──────── RECORDS PROVIDED

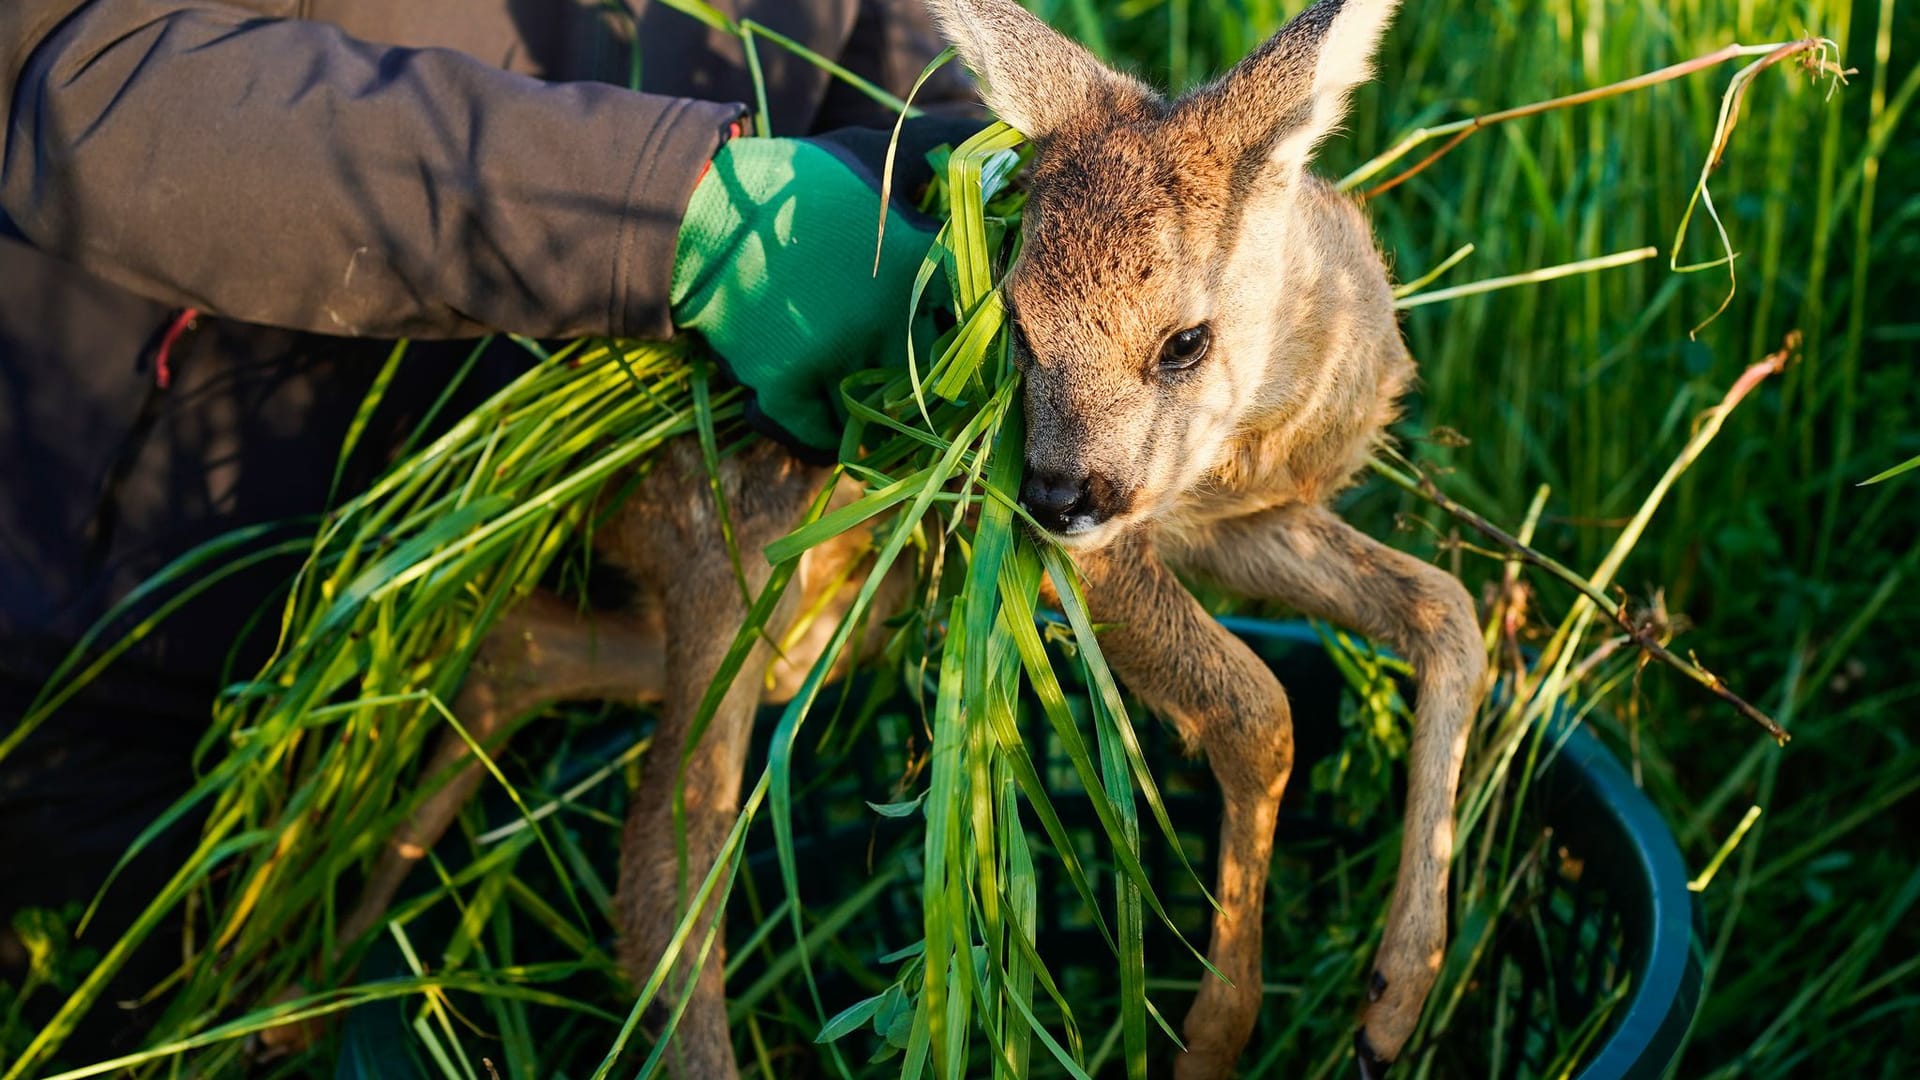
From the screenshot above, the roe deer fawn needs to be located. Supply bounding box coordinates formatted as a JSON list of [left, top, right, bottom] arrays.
[[282, 1, 1485, 1076]]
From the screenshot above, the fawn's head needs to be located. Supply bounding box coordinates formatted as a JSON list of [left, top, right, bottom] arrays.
[[930, 0, 1403, 548]]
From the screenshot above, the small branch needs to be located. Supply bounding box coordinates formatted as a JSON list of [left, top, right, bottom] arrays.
[[1375, 455, 1787, 744], [1372, 336, 1801, 745], [1342, 37, 1837, 199]]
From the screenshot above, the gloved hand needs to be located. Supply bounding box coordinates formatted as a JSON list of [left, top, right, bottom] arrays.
[[669, 117, 986, 455]]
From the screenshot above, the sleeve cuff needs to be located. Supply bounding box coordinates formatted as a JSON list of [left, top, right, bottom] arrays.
[[611, 97, 749, 340]]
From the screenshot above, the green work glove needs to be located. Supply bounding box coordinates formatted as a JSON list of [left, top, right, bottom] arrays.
[[669, 118, 984, 454]]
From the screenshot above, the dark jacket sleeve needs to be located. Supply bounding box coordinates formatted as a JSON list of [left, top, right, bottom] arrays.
[[0, 0, 745, 341]]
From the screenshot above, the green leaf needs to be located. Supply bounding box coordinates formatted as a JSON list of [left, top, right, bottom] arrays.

────────────────

EXERCISE DIRECTIONS: Beginning at the line containing "From the screenshot above, the small", repeat each line exactly through the last line of the entries, and include no other lines.

WRITTEN REPLY:
From the screenshot above, the small branch needs to be located. Supply bounding box coordinates formatted as a JSON list of [left, top, right, bottom] arrays.
[[1375, 455, 1787, 744], [1372, 336, 1801, 745], [1342, 37, 1837, 199]]
From the screenshot above, the gloved hand needs to be located. Supply bounding box coordinates formatted as a JSON list of [left, top, right, bottom] arrays.
[[669, 117, 986, 455]]
From the screenshot above, the sleeve cuff needs to be located. Supply bounding box coordinates formatted as a JSON list of [left, top, right, bottom] arrays.
[[611, 97, 749, 340]]
From the screenshot above, the green work glove needs to be located. Supply bounding box coordinates formatted as a JSON list of [left, top, right, bottom] arrays.
[[669, 118, 984, 454]]
From the screenshot above, the dark jacket sleeve needs to be located. Supply bounding box coordinates formatted as a JSON list of [left, top, right, bottom] arrays.
[[0, 0, 745, 341]]
From the screenshot above, the green leaf needs to be located. Supply bounding box coordinates formatted as a JSON list of [left, top, right, bottom] arrays.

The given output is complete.